[Entries for bounding box labeling]
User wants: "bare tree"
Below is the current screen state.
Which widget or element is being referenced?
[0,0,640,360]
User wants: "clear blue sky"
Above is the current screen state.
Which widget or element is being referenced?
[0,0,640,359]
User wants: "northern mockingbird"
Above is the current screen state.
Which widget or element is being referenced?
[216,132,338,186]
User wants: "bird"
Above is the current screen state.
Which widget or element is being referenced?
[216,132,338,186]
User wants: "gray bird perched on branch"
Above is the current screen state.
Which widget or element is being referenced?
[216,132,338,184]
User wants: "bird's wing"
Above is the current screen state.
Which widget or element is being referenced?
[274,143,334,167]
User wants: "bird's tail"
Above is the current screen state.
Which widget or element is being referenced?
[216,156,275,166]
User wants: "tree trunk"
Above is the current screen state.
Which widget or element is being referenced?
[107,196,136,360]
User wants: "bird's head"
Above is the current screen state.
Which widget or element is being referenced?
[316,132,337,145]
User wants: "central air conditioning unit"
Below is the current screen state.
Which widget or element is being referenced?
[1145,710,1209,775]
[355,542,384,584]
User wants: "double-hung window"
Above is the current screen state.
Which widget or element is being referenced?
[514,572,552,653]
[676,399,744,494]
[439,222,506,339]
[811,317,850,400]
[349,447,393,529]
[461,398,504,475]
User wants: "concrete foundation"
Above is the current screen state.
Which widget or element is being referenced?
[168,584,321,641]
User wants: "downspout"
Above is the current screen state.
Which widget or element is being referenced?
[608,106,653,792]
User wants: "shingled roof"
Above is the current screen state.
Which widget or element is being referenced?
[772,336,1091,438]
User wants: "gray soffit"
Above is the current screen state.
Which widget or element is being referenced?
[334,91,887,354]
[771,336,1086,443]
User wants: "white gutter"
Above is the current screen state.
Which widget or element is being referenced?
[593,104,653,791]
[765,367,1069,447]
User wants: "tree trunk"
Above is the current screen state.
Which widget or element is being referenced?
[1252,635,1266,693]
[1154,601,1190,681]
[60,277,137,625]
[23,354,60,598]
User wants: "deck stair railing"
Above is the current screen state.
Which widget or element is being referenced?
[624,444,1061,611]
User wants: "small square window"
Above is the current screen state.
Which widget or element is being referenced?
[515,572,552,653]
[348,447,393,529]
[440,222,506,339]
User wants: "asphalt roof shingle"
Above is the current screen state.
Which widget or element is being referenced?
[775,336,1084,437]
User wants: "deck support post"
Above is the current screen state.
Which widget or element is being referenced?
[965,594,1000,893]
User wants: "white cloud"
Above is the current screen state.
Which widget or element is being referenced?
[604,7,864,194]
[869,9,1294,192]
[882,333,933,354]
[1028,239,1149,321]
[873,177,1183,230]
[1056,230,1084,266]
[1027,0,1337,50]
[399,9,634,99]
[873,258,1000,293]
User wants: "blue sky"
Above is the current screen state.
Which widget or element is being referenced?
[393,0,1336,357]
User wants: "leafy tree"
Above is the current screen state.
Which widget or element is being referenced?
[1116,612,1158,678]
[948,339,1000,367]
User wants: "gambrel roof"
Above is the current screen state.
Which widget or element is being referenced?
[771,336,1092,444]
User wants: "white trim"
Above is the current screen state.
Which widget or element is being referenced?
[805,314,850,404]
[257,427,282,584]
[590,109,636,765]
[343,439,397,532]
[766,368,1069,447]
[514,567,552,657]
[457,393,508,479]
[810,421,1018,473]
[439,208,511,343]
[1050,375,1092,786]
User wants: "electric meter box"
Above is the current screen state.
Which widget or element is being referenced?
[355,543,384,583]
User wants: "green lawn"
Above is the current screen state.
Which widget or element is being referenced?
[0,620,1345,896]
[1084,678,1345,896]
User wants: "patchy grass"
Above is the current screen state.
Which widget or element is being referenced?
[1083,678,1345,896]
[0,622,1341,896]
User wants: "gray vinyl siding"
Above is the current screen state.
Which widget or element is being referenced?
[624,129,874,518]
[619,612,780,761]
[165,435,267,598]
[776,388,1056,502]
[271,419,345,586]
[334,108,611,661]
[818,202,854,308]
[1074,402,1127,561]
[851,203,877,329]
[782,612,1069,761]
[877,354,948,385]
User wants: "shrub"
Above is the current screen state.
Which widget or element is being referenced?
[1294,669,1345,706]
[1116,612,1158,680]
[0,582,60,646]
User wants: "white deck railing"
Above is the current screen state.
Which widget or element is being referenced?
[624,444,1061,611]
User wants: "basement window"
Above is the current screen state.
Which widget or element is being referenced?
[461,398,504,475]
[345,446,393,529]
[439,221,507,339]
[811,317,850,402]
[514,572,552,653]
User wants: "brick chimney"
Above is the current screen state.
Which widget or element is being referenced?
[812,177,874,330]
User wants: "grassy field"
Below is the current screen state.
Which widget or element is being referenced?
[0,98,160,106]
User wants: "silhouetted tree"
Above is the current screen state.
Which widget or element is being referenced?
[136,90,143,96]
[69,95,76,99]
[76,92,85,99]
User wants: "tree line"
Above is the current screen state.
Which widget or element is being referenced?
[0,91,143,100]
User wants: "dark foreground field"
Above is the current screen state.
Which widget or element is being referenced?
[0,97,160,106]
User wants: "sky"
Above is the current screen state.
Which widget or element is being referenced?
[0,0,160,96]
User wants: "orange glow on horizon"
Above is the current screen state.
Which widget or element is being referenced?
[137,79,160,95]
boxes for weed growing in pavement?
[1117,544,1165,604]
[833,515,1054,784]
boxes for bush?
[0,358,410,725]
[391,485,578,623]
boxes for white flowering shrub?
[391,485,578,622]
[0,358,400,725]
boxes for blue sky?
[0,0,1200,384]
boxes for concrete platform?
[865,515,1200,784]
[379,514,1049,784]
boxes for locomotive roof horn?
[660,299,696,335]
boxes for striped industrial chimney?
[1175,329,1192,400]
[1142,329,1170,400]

Problem description ▸ Reproduce the items from the beginning through the line containing "[0,0,640,359]", requests included, adding -102 to every coordinate in the answers.

Result of this exercise ▸
User wants: "bare tree"
Below is the current screen state.
Which widget or element is being referenced?
[-102,-102,538,258]
User wants: "clear blue sky"
Above is the current screen state.
Which widget or element is being referenced?
[-102,-102,538,257]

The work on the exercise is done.